Please output every line of the listing below as a Markdown table with the columns No. and Line, numbering each row and leaving out blank lines.

(Location identification items)
::::::::::
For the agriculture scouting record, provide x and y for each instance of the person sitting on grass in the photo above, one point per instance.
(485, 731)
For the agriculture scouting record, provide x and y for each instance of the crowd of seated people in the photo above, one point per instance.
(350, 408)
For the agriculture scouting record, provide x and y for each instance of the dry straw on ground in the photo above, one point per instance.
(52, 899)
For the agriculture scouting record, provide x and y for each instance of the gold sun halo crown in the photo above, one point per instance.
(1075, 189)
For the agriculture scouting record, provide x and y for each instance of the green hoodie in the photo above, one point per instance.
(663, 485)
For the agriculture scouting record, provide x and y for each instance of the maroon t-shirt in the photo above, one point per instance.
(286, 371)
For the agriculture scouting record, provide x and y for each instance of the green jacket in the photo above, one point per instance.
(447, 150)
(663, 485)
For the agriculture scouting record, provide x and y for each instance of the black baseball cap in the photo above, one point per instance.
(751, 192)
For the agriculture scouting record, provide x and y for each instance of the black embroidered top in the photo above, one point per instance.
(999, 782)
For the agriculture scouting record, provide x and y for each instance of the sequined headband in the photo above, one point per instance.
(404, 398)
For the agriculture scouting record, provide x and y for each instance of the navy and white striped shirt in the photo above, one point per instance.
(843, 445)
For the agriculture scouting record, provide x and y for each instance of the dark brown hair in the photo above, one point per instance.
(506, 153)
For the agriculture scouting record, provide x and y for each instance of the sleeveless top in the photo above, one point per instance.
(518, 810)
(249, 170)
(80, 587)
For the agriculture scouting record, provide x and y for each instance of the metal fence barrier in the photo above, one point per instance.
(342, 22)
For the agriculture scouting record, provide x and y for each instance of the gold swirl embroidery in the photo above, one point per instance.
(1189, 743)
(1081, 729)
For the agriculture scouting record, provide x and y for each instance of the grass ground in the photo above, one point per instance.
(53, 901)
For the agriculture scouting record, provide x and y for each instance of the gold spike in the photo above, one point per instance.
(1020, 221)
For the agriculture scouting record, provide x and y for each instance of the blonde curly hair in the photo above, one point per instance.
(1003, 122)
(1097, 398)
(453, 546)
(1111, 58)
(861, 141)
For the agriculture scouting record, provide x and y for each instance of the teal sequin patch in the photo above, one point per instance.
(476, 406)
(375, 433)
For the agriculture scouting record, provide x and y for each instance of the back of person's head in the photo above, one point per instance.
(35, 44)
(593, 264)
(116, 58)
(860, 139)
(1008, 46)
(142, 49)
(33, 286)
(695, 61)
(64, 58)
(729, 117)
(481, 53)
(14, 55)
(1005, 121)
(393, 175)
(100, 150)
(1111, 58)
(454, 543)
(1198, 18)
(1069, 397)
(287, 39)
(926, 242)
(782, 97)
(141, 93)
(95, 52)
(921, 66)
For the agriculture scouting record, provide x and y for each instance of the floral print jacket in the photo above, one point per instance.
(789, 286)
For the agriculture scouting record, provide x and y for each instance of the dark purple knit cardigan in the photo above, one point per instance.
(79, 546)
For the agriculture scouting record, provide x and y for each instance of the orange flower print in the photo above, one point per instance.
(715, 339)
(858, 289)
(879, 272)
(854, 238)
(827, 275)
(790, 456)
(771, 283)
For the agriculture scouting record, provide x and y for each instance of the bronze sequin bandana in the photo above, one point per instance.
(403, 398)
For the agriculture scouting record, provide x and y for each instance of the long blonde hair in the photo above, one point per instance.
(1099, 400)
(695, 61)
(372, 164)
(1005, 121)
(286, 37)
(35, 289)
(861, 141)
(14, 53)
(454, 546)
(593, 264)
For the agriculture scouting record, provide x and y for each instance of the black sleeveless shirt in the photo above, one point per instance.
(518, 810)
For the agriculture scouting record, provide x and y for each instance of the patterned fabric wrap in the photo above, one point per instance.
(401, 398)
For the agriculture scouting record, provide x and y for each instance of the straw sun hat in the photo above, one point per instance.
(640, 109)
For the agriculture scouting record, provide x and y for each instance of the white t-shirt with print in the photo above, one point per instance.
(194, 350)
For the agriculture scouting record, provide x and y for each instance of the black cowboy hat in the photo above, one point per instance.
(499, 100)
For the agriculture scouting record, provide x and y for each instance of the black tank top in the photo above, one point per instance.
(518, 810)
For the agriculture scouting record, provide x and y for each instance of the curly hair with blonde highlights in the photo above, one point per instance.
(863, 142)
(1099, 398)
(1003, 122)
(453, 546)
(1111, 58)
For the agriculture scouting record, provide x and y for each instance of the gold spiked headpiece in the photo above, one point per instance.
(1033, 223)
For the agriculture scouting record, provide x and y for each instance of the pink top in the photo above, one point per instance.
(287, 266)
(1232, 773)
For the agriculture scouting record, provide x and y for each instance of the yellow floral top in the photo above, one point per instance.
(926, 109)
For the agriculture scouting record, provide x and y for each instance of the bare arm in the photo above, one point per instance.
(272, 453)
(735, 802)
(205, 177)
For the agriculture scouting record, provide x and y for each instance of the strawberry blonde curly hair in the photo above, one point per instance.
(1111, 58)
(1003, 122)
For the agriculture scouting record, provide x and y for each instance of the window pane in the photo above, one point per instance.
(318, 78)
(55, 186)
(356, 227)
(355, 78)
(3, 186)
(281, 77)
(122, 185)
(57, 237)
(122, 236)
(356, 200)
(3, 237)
::::::::::
- **Response to this task**:
| No. | Line |
|---|---|
| 1 | For the agriculture scouting record, provide x and y for each instance of the person sitting on grass in the photo above, one point per instance. |
| 2 | (485, 731) |
| 3 | For the agriculture scouting record, provide x and y for each instance of the crowd of seated people in the photo above, one point per instance. |
| 4 | (350, 408) |
| 5 | For the agriculture scouting record, provide x and y for each instance of the dry straw on ground in the photo above, one point per instance. |
| 6 | (52, 899) |
| 7 | For the agriculture scouting record, provide x and y for each instance of the gold sun halo crown in the photo above, one point per instance. |
| 8 | (1075, 189) |
| 9 | For the agriculture scouting record, provide x and y for each instance of the green hoodie in the photo above, one point per instance. |
| 10 | (663, 485) |
| 11 | For the agriculture scouting record, provide x and y for each instance of the maroon t-shirt in the photo above, one point per instance. |
| 12 | (286, 371) |
| 13 | For the agriculture scouting record, provide x and y for each instance of the green jacket in the photo above, one point per instance. |
| 14 | (447, 150) |
| 15 | (663, 485) |
| 16 | For the agriculture scouting record, provide x and y for each instance of the black baseball cap in the photo above, one point per instance. |
| 17 | (751, 192) |
| 18 | For the agriculture scouting record, provide x and y for each instance of the black embroidered top in the photo above, one point per instance. |
| 19 | (999, 782) |
| 20 | For the agriculture scouting record, provide x and y for each instance of the sequined headband in the photo above, one point per instance. |
| 21 | (404, 398) |
| 22 | For the agriculture scouting record, provide x and y for each instance of the navy and white striped shirt in the photo above, one point per instance. |
| 23 | (843, 445) |
| 24 | For the agriculture scouting record, provide x and y for each instance of the dark brown hair in the photo above, one point per instance. |
| 25 | (506, 153) |
| 26 | For the agriculture scouting record, provide x and y for each instance of the sleeveless top in the photo above, one point per instance. |
| 27 | (518, 810) |
| 28 | (249, 170) |
| 29 | (80, 587) |
| 30 | For the agriculture scouting record, provide x and y for each instance of the metal fence barrier in the photo above, one point per instance. |
| 31 | (342, 22) |
| 32 | For the agriculture scouting record, provide x and y for each instance of the gold swirl embroidery in the photo above, one point per instance. |
| 33 | (1189, 743) |
| 34 | (1081, 729) |
| 35 | For the agriculture scouting record, provide x and y for each instance of the grass ground in the photo above, one point per instance. |
| 36 | (53, 901) |
| 37 | For the agriculture scouting record, provide x and y for each instance of the gold spike in the photo above, one point per instance. |
| 38 | (1020, 221) |
| 39 | For the agriculture scouting record, provide x and y for each instance of the blonde curly hair in the photo above, one point per instance. |
| 40 | (1003, 122) |
| 41 | (1097, 398) |
| 42 | (453, 546) |
| 43 | (1111, 58) |
| 44 | (861, 141) |
| 45 | For the agriculture scouting record, provide x and y for each instance of the teal sequin patch in the photo above, one point per instance. |
| 46 | (476, 406) |
| 47 | (375, 433) |
| 48 | For the agriculture scouting record, provide x and y for each instance of the back of person's head in the photo above, one point per instance. |
| 49 | (35, 44) |
| 50 | (593, 264) |
| 51 | (116, 58) |
| 52 | (860, 139) |
| 53 | (1008, 46) |
| 54 | (142, 49) |
| 55 | (33, 286) |
| 56 | (695, 61) |
| 57 | (64, 58) |
| 58 | (729, 117) |
| 59 | (481, 53) |
| 60 | (14, 55) |
| 61 | (1005, 121) |
| 62 | (393, 175) |
| 63 | (100, 150) |
| 64 | (1111, 58) |
| 65 | (454, 543) |
| 66 | (1198, 18) |
| 67 | (1069, 397) |
| 68 | (287, 39) |
| 69 | (926, 242) |
| 70 | (782, 97) |
| 71 | (141, 93) |
| 72 | (95, 52) |
| 73 | (921, 66) |
| 74 | For the agriculture scouting record, provide x and y for each instance of the floral print jacket in the photo above, one point per instance. |
| 75 | (789, 286) |
| 76 | For the agriculture scouting record, provide x and y for each instance of the dark purple knit cardigan in the photo above, one point per instance. |
| 77 | (79, 546) |
| 78 | For the agriculture scouting record, provide x and y for each instance of the orange flower print in the photo above, one point per instance. |
| 79 | (715, 339) |
| 80 | (858, 289) |
| 81 | (879, 272) |
| 82 | (854, 238) |
| 83 | (827, 275) |
| 84 | (790, 456) |
| 85 | (771, 283) |
| 86 | For the agriculture scouting record, provide x and y for each instance of the bronze sequin bandana in the photo above, one point per instance. |
| 87 | (403, 398) |
| 88 | For the agriculture scouting record, provide x and y for each instance of the long blonde hair in the photo above, one point per instance. |
| 89 | (1099, 400) |
| 90 | (695, 61) |
| 91 | (372, 164) |
| 92 | (1005, 121) |
| 93 | (286, 37) |
| 94 | (35, 289) |
| 95 | (861, 141) |
| 96 | (14, 53) |
| 97 | (454, 546) |
| 98 | (593, 264) |
| 99 | For the agriculture scouting record, provide x and y for each instance of the black sleeveless shirt in the photo above, one point per instance. |
| 100 | (518, 810) |
| 101 | For the agriculture scouting record, provide x and y for each instance of the patterned fabric wrap in the photo above, one point per instance. |
| 102 | (401, 398) |
| 103 | For the agriculture scouting record, provide x and y for each instance of the straw sun hat in the photo above, one point per instance. |
| 104 | (640, 109) |
| 105 | For the agriculture scouting record, provide x and y for each instance of the white t-shirt with print in the photo above, one point per instance. |
| 106 | (194, 350) |
| 107 | For the agriculture scouting record, provide x and y for each instance of the black cowboy hat in the photo above, one point per instance. |
| 108 | (499, 100) |
| 109 | For the agriculture scouting record, provide x and y for each instance of the black tank top in the photo above, one point per instance. |
| 110 | (518, 810) |
| 111 | For the agriculture scouting record, provide x and y for each instance of the curly hair with blonde highlights in the photo above, one point per instance. |
| 112 | (863, 142) |
| 113 | (1099, 398) |
| 114 | (1003, 122) |
| 115 | (453, 546) |
| 116 | (1111, 58) |
| 117 | For the agriculture scouting record, provide x and y for each instance of the gold spiked headpiece in the photo above, one point per instance. |
| 118 | (1033, 223) |
| 119 | For the agriculture scouting record, provide x and y for each instance of the pink top in the photo above, one point per instance. |
| 120 | (287, 266) |
| 121 | (1232, 773) |
| 122 | For the agriculture scouting record, provide x and y for each instance of the yellow floral top in the photo above, one point per instance. |
| 123 | (926, 109) |
| 124 | For the agriculture scouting record, provide x and y for each instance of the bare arm in the photo above, one point per instance. |
| 125 | (272, 453) |
| 126 | (735, 802) |
| 127 | (205, 177) |
| 128 | For the agriculture scouting record, provide x and y for each instance of the strawberry blonde curly hair in the photo above, one point per instance. |
| 129 | (1111, 58) |
| 130 | (1003, 122) |
| 131 | For the agriculture scouting record, provide x and y for each instance of the window pane in the photo above, one point per instance. |
| 132 | (318, 78) |
| 133 | (55, 186) |
| 134 | (356, 227) |
| 135 | (355, 78) |
| 136 | (3, 186) |
| 137 | (281, 77) |
| 138 | (122, 185) |
| 139 | (57, 237) |
| 140 | (122, 236) |
| 141 | (356, 200) |
| 142 | (3, 237) |